● **Stated goal 1**
In the language-and-thought thread, which language does Tom give as his native language?
● **Stated goal 2**
Reproduce the stretch of the language-and-thought thread from "Random Chappie   Monday, July" through "or an American.".

Language and thought

Konrad Valentin   Monday, July 19, 2004, 19:02 GMT
Does language determine thought or vice-versa?
Newbie   Monday, July 19, 2004, 19:51 GMT
I think that it does because people who speak different languages think differently. Yes, I think the person's culture is part of how people think, but language is part of it too.
Random Chappie   Monday, July 19, 2004, 20:51 GMT
Please provide an example. I don't see how a Briton's thought process is significantly different from that of a Frenchman or an American.

Would the following be true?
An Englishman and a Frenchman see a blue pen (stylo bleu)
The Englishman first notices that the object is blue (bleu).
The Frenchman first notices that the object is a stylo (pen).
Tom   Tuesday, July 20, 2004, 01:16 GMT
I think I may have a good example.

My native language, Polish, does not have an equivalent of the English word "nerd". When I first learned the word "nerd", I started seeing "nerds" around me, calling people "nerds" in my mind, etc. I started wondering if I am a "nerd" myself.

If an equivalent of "nerd" were to appear in Polish, I think it would change the thinking of many people just like learning the word changed my thinking. Possibly a lot of smart people (who are currently simply referred to as "smart" in Polish) would be labeled "nerds" by others. Some of them could be upset by this stigma, perhaps even get emotional problems.

● **Material provided**
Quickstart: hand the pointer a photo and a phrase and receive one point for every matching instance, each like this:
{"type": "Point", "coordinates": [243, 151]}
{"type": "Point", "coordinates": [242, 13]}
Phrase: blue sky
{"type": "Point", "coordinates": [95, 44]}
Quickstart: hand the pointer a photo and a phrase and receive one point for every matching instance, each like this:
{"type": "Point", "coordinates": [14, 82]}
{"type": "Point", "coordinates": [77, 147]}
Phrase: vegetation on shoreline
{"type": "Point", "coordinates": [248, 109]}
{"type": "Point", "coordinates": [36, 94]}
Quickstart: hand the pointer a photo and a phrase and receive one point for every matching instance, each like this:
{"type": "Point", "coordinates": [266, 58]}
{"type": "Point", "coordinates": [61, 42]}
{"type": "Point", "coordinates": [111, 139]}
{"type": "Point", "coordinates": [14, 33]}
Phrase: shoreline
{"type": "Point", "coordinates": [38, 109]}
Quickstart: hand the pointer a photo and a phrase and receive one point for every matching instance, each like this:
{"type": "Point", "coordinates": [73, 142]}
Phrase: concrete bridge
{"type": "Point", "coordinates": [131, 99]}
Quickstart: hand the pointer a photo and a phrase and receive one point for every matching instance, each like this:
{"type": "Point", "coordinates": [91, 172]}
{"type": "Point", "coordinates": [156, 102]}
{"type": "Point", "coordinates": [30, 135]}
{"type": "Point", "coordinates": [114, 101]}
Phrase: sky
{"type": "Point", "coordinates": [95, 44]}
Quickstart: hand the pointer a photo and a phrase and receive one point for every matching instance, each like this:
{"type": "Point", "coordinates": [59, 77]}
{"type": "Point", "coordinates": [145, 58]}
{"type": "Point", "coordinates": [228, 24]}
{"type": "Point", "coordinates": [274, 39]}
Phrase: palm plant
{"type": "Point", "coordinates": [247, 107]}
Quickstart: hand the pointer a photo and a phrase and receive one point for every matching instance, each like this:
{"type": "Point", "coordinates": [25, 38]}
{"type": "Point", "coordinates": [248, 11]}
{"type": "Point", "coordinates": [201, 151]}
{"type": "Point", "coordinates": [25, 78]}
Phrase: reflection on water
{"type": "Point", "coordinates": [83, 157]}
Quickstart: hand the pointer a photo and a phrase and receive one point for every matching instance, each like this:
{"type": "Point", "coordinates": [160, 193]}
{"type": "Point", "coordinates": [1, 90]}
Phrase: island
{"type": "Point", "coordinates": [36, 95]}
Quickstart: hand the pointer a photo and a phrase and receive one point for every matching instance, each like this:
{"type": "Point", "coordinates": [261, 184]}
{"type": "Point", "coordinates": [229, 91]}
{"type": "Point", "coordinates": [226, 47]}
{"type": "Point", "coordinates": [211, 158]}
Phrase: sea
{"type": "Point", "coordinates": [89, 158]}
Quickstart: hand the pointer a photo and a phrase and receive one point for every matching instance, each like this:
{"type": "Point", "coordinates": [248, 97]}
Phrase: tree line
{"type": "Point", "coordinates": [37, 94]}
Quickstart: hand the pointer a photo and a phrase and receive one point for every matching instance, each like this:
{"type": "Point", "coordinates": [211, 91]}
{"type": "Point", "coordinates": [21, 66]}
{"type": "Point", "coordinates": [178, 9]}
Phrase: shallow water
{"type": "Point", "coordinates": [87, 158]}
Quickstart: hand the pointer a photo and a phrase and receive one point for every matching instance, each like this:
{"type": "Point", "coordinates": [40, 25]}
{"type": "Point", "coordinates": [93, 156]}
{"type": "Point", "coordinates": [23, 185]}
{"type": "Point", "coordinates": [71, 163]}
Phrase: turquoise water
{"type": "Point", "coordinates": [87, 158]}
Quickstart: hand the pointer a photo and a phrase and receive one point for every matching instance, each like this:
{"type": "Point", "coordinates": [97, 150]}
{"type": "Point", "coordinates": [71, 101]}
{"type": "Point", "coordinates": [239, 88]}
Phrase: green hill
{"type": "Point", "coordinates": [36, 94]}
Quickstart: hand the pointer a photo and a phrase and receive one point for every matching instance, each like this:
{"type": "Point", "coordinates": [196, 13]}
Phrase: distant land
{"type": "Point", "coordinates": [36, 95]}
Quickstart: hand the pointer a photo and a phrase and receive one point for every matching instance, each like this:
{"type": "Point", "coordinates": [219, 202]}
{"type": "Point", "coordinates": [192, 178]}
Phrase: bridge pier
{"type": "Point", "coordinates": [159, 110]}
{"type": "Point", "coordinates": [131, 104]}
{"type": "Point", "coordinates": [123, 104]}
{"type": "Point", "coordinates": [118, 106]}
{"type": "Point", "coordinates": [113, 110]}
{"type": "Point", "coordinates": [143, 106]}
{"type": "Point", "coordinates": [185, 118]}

● **Correct result 1**
Polish

● **Correct result 2**
Random Chappie   Monday, July 19, 2004, 20:51 GMT
Please provide an example. I don't see how a Briton's thought process is significantly different from that of a Frenchman or an American.